TO BE DONE:
Omit the pictures and output every entry below exactly as written.

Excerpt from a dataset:
* Begin *

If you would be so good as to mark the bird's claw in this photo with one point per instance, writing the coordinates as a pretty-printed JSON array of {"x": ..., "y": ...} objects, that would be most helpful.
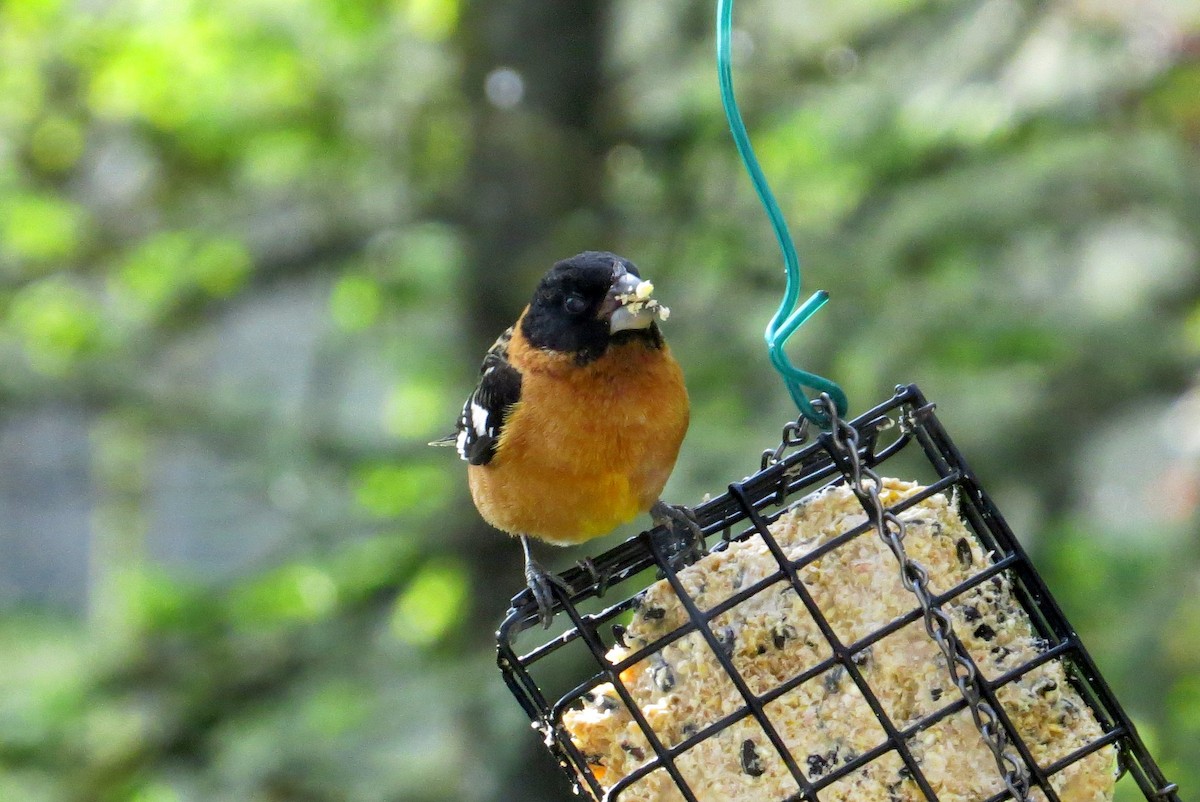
[
  {"x": 684, "y": 543},
  {"x": 541, "y": 584}
]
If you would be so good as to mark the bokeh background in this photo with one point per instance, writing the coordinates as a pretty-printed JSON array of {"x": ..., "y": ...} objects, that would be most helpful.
[{"x": 251, "y": 252}]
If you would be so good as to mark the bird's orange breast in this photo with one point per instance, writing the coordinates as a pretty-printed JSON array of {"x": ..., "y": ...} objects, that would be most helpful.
[{"x": 588, "y": 447}]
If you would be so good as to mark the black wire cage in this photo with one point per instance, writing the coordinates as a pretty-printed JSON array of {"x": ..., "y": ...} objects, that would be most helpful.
[{"x": 558, "y": 671}]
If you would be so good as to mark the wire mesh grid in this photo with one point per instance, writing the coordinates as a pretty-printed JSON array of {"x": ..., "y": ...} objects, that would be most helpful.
[{"x": 552, "y": 674}]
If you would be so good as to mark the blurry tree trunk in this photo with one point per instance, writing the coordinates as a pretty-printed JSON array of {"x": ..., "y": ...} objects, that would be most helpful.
[{"x": 534, "y": 171}]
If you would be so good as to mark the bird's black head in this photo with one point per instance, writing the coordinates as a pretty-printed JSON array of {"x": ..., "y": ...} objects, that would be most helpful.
[{"x": 588, "y": 301}]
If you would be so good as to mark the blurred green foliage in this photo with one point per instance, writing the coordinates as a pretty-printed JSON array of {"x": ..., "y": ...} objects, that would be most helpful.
[{"x": 251, "y": 252}]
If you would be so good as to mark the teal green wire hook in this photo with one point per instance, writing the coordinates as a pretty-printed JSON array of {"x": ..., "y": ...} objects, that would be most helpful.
[{"x": 790, "y": 317}]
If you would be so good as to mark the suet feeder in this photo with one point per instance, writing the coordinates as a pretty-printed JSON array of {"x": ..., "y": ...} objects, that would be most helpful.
[{"x": 843, "y": 636}]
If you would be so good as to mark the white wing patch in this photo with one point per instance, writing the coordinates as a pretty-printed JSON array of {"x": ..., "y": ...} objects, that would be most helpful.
[{"x": 479, "y": 419}]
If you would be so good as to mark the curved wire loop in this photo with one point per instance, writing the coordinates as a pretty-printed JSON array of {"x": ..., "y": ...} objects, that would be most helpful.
[{"x": 790, "y": 315}]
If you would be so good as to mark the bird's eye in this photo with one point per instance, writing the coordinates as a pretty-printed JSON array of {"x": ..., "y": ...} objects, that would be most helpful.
[{"x": 575, "y": 304}]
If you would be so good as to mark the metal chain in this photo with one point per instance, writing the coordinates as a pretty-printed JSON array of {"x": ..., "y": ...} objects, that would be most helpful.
[
  {"x": 796, "y": 432},
  {"x": 865, "y": 484}
]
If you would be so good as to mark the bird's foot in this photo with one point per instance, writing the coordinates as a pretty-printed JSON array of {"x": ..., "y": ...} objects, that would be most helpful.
[
  {"x": 684, "y": 542},
  {"x": 541, "y": 584},
  {"x": 600, "y": 579}
]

* End *

COMPLETE RESPONSE:
If you would be so good as to mark the bird's claw in this photo with one point per instance, writing the coordinates as a pretty-printed JSON array of {"x": ..., "y": ...} objects, that would be most helpful.
[
  {"x": 684, "y": 543},
  {"x": 541, "y": 584}
]
If you would be so good as to mark the bokeh background in this photo with one point per instance, writing the coordinates as a pretty-printed JSON array of {"x": ..., "y": ...} objects, that would be most helpful.
[{"x": 251, "y": 252}]
If you would be so good as to mark the bird's orange breast in this photo with one point per instance, writing the coordinates as a pretty-printed JSON array of {"x": ..., "y": ...} objects, that would be most helpful.
[{"x": 588, "y": 447}]
If you would be so good as to mark the black wire cage in this photo with one point per instance, writing the coordinates as a pretty-printed JSON array of {"x": ..., "y": ...} objects, that would be most helpful.
[{"x": 558, "y": 671}]
If you would be so good as to mark the wire mesh grid in this photo with one point per instance, writing the coordinates as a pretty-printed JSON array of {"x": ..., "y": ...} objects, that would be most helpful.
[{"x": 552, "y": 674}]
If you would be so good as to mark the blurry tree trunk in this photo with one point per instance, writing the coordinates as a pretty-printed JSON array of {"x": ..., "y": ...} objects, that would be most helpful.
[{"x": 534, "y": 171}]
If you would be so good as to mark the bird's black head in this photo with one point per instance, writing the coordinates as a pretty-printed JSON array of {"x": ..., "y": ...} objects, that would be most helpful.
[{"x": 588, "y": 301}]
If you would be so good as to mark the blurred green foliage in this photo with one point per instance, writing the coordinates as a pretty-printed JSON array of {"x": ..., "y": ...} objects, that would be most helpful.
[{"x": 251, "y": 252}]
If you would be so good as to mark the teal green wire hook in this photo with one point per instance, writing the coordinates as a pretty-printed JSON array of {"x": ..., "y": ...} objects, that would be most helpful.
[{"x": 790, "y": 317}]
If you would be so good as to mark the suet feeder in this photo with one point per instance, writing the coordinates as a pretty-printed JSON array of {"x": ..., "y": ...} objects, that would be most helpful.
[{"x": 843, "y": 636}]
If you would be so good as to mark the white wing patch in this photo with one point per instance, writing the coordinates as a pretty-printed JSON array of {"x": ..., "y": ...} objects, that would be most helpful.
[{"x": 479, "y": 419}]
If you would be so good as to mark the curved wire loop in this photo with one point per instance, writing the coordinates as a pretty-printed JSON array of {"x": ..., "y": ...} objects, that would be most helpful.
[{"x": 790, "y": 315}]
If you would be so good as to mark the bird's eye in this photo with one point per instance, writing the coordinates as a pretty-printed JSON array of {"x": ..., "y": ...} objects, that would be most helpful.
[{"x": 575, "y": 304}]
If you would be so good as to mark the metal chain in this photo with one point per instance, writing the coordinates as a pretty-printed JSON array of {"x": ..., "y": ...} objects, that would be most helpful.
[
  {"x": 796, "y": 432},
  {"x": 865, "y": 484}
]
If you would be so good as to mark the bird's foot in this photo with one point per instance, writing the coordinates as a pretty-printed JSON array of {"x": ..., "y": ...} objects, that would be most helpful.
[
  {"x": 684, "y": 542},
  {"x": 541, "y": 584},
  {"x": 600, "y": 579}
]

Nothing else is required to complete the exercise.